* EXERCISE DESCRIPTION
Could you print the entries below exactly, starting at the line that contains "Tag the sky" and stopping after the last one?

LISTED ENTRIES: Begin

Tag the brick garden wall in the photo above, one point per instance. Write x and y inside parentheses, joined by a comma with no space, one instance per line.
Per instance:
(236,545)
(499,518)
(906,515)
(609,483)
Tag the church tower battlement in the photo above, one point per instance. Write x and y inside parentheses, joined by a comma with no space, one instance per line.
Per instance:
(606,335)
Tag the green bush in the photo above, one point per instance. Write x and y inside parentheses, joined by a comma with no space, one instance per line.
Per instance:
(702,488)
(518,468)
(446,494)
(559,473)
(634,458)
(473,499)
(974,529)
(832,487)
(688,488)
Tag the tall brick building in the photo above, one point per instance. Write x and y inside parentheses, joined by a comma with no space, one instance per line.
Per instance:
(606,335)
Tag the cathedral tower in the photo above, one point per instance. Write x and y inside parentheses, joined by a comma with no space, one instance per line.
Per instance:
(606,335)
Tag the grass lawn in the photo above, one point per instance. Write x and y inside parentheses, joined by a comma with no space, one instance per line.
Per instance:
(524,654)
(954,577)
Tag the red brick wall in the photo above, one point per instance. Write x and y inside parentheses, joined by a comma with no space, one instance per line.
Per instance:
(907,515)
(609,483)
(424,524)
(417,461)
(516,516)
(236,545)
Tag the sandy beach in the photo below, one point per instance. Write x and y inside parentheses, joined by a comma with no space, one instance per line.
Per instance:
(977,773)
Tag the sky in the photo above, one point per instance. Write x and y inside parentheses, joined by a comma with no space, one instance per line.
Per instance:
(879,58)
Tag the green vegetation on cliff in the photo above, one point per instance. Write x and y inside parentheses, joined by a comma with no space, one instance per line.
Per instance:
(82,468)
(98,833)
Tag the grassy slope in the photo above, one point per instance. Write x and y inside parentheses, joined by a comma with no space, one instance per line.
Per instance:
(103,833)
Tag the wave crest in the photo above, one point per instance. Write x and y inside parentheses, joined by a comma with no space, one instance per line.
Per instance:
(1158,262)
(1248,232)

LISTED ENTRIES: End

* EXERCISE ANSWER
Tag the sky in the photo above, one point per instance. Write x and y inside parentheses, joined by a comma with no space, one instance per line.
Per instance:
(879,58)
Tag the green vegetation on cliff in the photo above, one point per instance. Write x and y inside parentheses, joined by a comma with no space, one instance per line.
Per instance:
(82,468)
(98,833)
Tag the grassy slope in the photo above, one point per instance. Write x and y inside parentheses, joined by a comma with no space, one instance per line.
Per instance:
(103,833)
Tag the wave crest in the photo above, one point per instance. Write x and y inside parentheses, joined by a comma with no space, one instance per line.
Per instance:
(1158,262)
(1248,232)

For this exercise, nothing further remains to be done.